Annotation data with points:
※ ※ ※

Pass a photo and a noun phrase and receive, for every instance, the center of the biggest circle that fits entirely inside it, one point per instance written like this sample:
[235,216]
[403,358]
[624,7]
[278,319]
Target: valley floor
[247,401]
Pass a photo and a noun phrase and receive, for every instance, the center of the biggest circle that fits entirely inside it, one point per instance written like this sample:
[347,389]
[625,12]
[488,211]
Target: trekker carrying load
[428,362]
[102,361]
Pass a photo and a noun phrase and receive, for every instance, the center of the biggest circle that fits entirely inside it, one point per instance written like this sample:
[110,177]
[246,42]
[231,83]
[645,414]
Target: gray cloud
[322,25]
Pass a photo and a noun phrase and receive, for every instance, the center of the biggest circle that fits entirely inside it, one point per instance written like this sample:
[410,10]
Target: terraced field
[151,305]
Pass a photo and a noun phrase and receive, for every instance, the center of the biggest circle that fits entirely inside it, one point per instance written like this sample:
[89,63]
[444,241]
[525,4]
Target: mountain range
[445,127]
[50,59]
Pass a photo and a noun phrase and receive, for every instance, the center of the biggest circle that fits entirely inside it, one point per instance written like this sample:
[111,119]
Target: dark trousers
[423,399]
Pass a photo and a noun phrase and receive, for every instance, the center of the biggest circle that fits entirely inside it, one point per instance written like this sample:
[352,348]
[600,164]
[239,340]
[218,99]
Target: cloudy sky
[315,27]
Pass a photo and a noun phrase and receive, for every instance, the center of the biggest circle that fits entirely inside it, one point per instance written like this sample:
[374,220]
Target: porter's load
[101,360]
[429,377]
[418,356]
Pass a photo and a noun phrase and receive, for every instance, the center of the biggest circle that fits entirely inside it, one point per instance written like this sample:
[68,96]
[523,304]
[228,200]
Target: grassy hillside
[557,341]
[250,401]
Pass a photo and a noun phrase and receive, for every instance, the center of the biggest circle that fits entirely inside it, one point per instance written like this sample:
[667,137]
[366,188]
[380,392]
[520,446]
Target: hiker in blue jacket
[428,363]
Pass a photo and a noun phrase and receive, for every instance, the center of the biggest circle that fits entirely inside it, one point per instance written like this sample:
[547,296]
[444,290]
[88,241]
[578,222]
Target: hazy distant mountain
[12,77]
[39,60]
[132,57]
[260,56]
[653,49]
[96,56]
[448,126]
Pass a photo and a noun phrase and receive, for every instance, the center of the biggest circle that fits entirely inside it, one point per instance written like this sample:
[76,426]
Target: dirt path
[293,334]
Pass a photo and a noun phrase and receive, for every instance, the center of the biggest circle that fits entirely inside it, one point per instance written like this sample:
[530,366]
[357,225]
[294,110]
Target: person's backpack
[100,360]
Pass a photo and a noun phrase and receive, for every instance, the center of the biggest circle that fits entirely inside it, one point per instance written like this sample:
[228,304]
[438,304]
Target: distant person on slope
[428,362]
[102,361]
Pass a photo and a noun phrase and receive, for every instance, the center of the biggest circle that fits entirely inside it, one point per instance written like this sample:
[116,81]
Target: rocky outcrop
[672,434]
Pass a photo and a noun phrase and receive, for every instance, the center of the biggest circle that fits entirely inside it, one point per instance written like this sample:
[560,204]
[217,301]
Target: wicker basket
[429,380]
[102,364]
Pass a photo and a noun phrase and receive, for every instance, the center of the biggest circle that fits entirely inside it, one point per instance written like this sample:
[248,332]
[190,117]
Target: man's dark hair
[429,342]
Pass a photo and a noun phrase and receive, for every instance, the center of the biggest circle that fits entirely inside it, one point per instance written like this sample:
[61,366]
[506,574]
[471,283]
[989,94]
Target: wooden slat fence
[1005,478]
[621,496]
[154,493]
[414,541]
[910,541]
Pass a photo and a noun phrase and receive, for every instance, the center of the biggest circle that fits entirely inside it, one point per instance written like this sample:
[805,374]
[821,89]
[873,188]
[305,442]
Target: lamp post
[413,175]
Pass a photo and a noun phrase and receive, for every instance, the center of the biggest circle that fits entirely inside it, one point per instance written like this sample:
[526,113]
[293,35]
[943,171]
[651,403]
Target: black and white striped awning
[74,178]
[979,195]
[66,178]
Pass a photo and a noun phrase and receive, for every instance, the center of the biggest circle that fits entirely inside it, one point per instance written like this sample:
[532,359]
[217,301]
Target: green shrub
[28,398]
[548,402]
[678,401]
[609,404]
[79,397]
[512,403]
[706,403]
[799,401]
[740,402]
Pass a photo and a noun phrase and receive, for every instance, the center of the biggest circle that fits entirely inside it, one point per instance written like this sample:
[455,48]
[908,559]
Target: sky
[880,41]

※ ※ ※

* Direction *
Tally the lines in the listing that contain the string "mountain", with case counting. Give only the number.

* Finished task *
2